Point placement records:
╭──

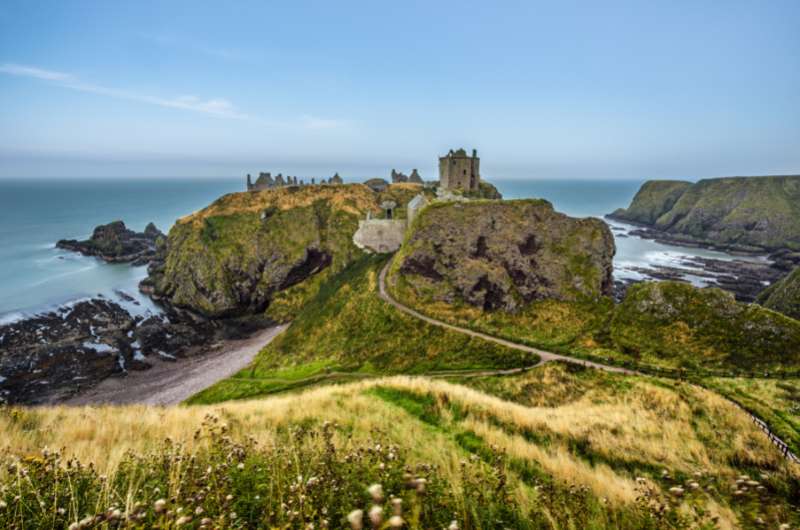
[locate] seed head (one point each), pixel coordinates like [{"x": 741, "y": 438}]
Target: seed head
[
  {"x": 376, "y": 492},
  {"x": 356, "y": 519}
]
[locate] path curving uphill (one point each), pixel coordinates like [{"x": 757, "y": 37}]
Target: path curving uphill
[{"x": 545, "y": 356}]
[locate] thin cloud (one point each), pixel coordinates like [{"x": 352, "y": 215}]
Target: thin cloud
[{"x": 215, "y": 107}]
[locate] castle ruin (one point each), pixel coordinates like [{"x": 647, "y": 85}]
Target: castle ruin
[{"x": 458, "y": 171}]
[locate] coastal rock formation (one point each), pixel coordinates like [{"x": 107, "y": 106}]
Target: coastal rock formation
[
  {"x": 233, "y": 257},
  {"x": 52, "y": 356},
  {"x": 784, "y": 296},
  {"x": 733, "y": 213},
  {"x": 114, "y": 242},
  {"x": 503, "y": 255},
  {"x": 674, "y": 320}
]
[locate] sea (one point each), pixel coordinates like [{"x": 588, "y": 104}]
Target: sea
[{"x": 35, "y": 276}]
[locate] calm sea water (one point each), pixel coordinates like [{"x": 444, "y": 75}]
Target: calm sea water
[{"x": 34, "y": 214}]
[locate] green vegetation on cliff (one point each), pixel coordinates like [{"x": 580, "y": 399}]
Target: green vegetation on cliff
[
  {"x": 761, "y": 212},
  {"x": 680, "y": 325},
  {"x": 784, "y": 295},
  {"x": 654, "y": 199},
  {"x": 269, "y": 250},
  {"x": 346, "y": 331}
]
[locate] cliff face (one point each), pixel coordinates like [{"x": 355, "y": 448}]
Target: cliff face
[
  {"x": 503, "y": 255},
  {"x": 234, "y": 257},
  {"x": 759, "y": 212},
  {"x": 654, "y": 199},
  {"x": 706, "y": 326},
  {"x": 784, "y": 295}
]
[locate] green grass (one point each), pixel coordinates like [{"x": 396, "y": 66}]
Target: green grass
[
  {"x": 346, "y": 331},
  {"x": 776, "y": 401}
]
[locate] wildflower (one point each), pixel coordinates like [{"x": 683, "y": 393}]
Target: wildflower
[
  {"x": 397, "y": 504},
  {"x": 376, "y": 492},
  {"x": 356, "y": 519},
  {"x": 376, "y": 515}
]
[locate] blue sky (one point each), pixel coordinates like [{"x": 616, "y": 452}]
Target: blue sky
[{"x": 542, "y": 90}]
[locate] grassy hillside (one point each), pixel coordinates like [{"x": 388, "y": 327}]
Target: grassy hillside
[
  {"x": 554, "y": 448},
  {"x": 346, "y": 331},
  {"x": 776, "y": 401},
  {"x": 784, "y": 295}
]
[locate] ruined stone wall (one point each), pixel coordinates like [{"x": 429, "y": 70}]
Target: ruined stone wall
[
  {"x": 459, "y": 173},
  {"x": 380, "y": 235}
]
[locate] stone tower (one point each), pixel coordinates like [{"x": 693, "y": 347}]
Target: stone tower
[{"x": 459, "y": 171}]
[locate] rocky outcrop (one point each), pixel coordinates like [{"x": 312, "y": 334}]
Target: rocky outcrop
[
  {"x": 735, "y": 213},
  {"x": 54, "y": 355},
  {"x": 114, "y": 242},
  {"x": 703, "y": 327},
  {"x": 233, "y": 257},
  {"x": 503, "y": 255},
  {"x": 784, "y": 295}
]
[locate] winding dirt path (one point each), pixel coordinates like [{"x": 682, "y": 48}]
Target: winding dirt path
[
  {"x": 545, "y": 356},
  {"x": 172, "y": 382}
]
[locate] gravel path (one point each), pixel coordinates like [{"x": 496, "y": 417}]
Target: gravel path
[
  {"x": 544, "y": 355},
  {"x": 171, "y": 382}
]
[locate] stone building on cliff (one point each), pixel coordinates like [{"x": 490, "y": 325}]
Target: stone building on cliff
[{"x": 459, "y": 171}]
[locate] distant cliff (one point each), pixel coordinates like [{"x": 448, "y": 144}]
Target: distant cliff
[
  {"x": 784, "y": 296},
  {"x": 737, "y": 212}
]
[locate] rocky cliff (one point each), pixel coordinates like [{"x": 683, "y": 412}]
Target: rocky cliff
[
  {"x": 503, "y": 255},
  {"x": 673, "y": 320},
  {"x": 233, "y": 258},
  {"x": 784, "y": 295},
  {"x": 114, "y": 242},
  {"x": 748, "y": 213}
]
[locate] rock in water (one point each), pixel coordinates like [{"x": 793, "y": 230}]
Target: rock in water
[
  {"x": 784, "y": 295},
  {"x": 233, "y": 257},
  {"x": 736, "y": 213},
  {"x": 502, "y": 255},
  {"x": 114, "y": 242}
]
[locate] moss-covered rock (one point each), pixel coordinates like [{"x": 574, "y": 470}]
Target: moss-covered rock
[
  {"x": 234, "y": 257},
  {"x": 745, "y": 212},
  {"x": 702, "y": 327},
  {"x": 504, "y": 255},
  {"x": 784, "y": 295}
]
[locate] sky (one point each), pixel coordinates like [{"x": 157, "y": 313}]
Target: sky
[{"x": 555, "y": 90}]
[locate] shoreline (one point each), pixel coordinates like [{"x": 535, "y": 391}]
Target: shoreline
[{"x": 172, "y": 382}]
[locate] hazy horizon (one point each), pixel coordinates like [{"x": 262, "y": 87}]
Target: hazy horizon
[{"x": 622, "y": 90}]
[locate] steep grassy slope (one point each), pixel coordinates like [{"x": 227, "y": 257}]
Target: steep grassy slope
[
  {"x": 347, "y": 331},
  {"x": 784, "y": 295},
  {"x": 249, "y": 252},
  {"x": 609, "y": 452},
  {"x": 776, "y": 401},
  {"x": 654, "y": 199},
  {"x": 744, "y": 211},
  {"x": 677, "y": 324}
]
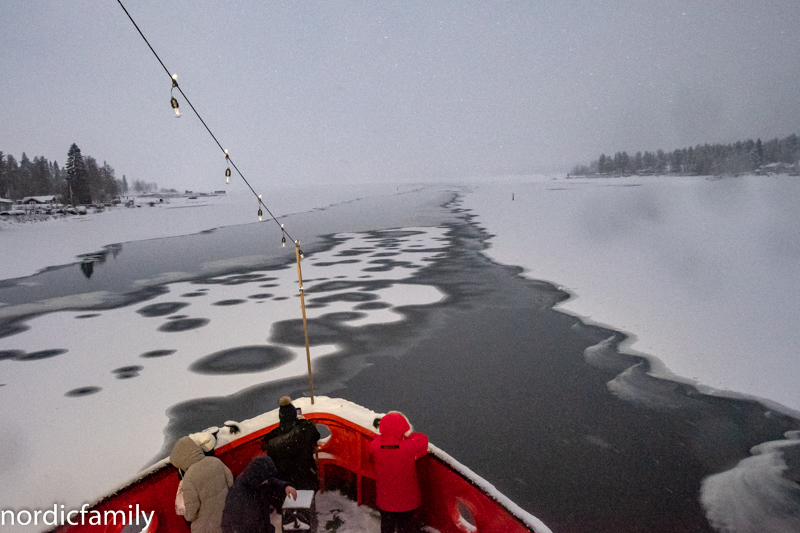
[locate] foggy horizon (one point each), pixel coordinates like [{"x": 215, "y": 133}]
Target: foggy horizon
[{"x": 412, "y": 91}]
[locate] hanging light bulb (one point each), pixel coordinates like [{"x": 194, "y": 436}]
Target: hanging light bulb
[
  {"x": 172, "y": 100},
  {"x": 228, "y": 170}
]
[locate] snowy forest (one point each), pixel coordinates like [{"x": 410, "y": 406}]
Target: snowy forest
[
  {"x": 702, "y": 160},
  {"x": 81, "y": 181}
]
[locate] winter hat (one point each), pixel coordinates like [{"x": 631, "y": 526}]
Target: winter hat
[
  {"x": 286, "y": 412},
  {"x": 395, "y": 424},
  {"x": 205, "y": 440}
]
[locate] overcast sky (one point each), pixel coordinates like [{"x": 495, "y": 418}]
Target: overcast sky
[{"x": 413, "y": 90}]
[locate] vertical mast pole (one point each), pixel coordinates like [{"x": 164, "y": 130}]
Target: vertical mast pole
[{"x": 305, "y": 325}]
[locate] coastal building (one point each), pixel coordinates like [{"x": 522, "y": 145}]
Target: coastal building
[{"x": 38, "y": 200}]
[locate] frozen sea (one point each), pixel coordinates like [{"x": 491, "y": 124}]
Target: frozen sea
[{"x": 103, "y": 357}]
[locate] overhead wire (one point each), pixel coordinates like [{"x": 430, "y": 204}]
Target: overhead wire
[{"x": 175, "y": 85}]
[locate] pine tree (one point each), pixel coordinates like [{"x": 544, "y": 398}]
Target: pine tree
[{"x": 77, "y": 177}]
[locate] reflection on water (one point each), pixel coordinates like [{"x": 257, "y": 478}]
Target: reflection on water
[
  {"x": 110, "y": 270},
  {"x": 89, "y": 260}
]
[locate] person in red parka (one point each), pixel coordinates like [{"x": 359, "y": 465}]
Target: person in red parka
[{"x": 395, "y": 452}]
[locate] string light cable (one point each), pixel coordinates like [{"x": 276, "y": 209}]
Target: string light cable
[{"x": 228, "y": 159}]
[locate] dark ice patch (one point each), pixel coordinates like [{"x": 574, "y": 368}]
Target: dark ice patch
[
  {"x": 332, "y": 263},
  {"x": 425, "y": 251},
  {"x": 41, "y": 354},
  {"x": 340, "y": 285},
  {"x": 351, "y": 297},
  {"x": 184, "y": 324},
  {"x": 290, "y": 333},
  {"x": 354, "y": 252},
  {"x": 242, "y": 360},
  {"x": 387, "y": 265},
  {"x": 372, "y": 306},
  {"x": 127, "y": 372},
  {"x": 10, "y": 328},
  {"x": 393, "y": 234},
  {"x": 157, "y": 353},
  {"x": 229, "y": 302},
  {"x": 161, "y": 309},
  {"x": 343, "y": 316},
  {"x": 10, "y": 354},
  {"x": 82, "y": 391}
]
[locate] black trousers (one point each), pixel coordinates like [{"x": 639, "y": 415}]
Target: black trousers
[{"x": 392, "y": 522}]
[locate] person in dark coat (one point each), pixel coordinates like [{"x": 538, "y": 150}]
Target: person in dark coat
[
  {"x": 291, "y": 445},
  {"x": 257, "y": 488},
  {"x": 395, "y": 452}
]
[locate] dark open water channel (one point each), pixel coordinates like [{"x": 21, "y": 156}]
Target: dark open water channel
[{"x": 499, "y": 380}]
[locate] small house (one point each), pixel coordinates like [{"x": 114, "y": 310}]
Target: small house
[
  {"x": 38, "y": 200},
  {"x": 6, "y": 205}
]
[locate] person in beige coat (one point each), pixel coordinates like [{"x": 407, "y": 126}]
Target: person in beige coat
[{"x": 205, "y": 485}]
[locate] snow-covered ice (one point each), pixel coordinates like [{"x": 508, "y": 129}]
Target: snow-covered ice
[{"x": 701, "y": 273}]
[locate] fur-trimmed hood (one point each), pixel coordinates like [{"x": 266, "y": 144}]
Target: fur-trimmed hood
[
  {"x": 185, "y": 453},
  {"x": 395, "y": 425}
]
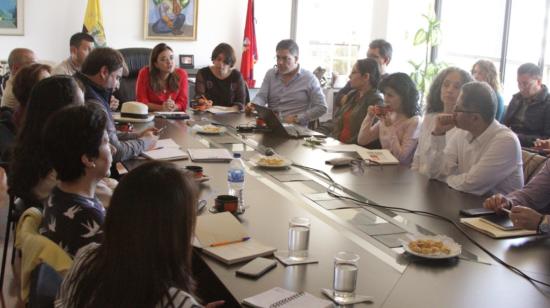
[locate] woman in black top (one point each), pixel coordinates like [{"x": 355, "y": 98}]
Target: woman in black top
[{"x": 220, "y": 84}]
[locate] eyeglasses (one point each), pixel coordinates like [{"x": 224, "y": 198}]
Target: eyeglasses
[{"x": 283, "y": 59}]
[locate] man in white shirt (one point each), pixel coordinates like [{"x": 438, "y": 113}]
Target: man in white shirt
[
  {"x": 483, "y": 156},
  {"x": 80, "y": 46},
  {"x": 18, "y": 58}
]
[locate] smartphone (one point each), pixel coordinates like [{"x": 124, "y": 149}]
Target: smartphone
[
  {"x": 480, "y": 211},
  {"x": 257, "y": 267},
  {"x": 502, "y": 222}
]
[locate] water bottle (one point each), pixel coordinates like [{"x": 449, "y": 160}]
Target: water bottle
[{"x": 235, "y": 180}]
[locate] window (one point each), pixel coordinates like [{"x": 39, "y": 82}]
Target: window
[
  {"x": 525, "y": 40},
  {"x": 472, "y": 30},
  {"x": 333, "y": 34}
]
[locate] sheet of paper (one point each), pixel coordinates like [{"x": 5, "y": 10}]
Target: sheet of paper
[{"x": 218, "y": 228}]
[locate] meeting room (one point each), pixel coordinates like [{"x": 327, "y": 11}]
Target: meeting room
[{"x": 290, "y": 153}]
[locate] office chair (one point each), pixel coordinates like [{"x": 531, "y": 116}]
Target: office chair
[
  {"x": 15, "y": 208},
  {"x": 45, "y": 282}
]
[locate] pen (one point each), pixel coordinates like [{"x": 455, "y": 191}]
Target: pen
[
  {"x": 160, "y": 130},
  {"x": 230, "y": 242}
]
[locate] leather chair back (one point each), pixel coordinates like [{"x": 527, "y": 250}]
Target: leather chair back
[{"x": 136, "y": 58}]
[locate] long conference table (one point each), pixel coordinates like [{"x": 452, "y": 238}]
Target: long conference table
[{"x": 393, "y": 278}]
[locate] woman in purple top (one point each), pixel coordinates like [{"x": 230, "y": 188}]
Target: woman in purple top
[
  {"x": 73, "y": 216},
  {"x": 220, "y": 84}
]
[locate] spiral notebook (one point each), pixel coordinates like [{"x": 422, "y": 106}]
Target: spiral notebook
[{"x": 279, "y": 297}]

╰──

#### [EXERCISE OBJECTIVE]
From the line containing "[locate] meeting room" down to the final line of the data, write out every line exactly; both the first and last of these belong in your answer, and nothing else does.

#### [TASK RESULT]
[locate] meeting room (one point each), pixel coordinates like [{"x": 327, "y": 11}]
Target: meeting room
[{"x": 290, "y": 153}]
[locate] office chair (one point each), pixel coordinates like [{"x": 531, "y": 116}]
Target: office chair
[
  {"x": 15, "y": 208},
  {"x": 45, "y": 282}
]
[locate] pen (one point each), pixel coordinates like [{"x": 455, "y": 191}]
Target: pen
[
  {"x": 160, "y": 130},
  {"x": 230, "y": 242}
]
[locate] leather chair back (one point each), pixel coordinates like [{"x": 527, "y": 250}]
Target: leather chair back
[{"x": 136, "y": 58}]
[locate] long conference table (one point each), pixel coordinates like [{"x": 452, "y": 238}]
Target: long conference table
[{"x": 393, "y": 278}]
[locate] woman in purple top (one point each), pixel coordinates like [{"x": 230, "y": 188}]
Target: woman in purple top
[
  {"x": 73, "y": 216},
  {"x": 220, "y": 84}
]
[locate] spiral notebook (one point each), pixel coordinates like [{"x": 422, "y": 106}]
Target: spiral notebook
[{"x": 279, "y": 297}]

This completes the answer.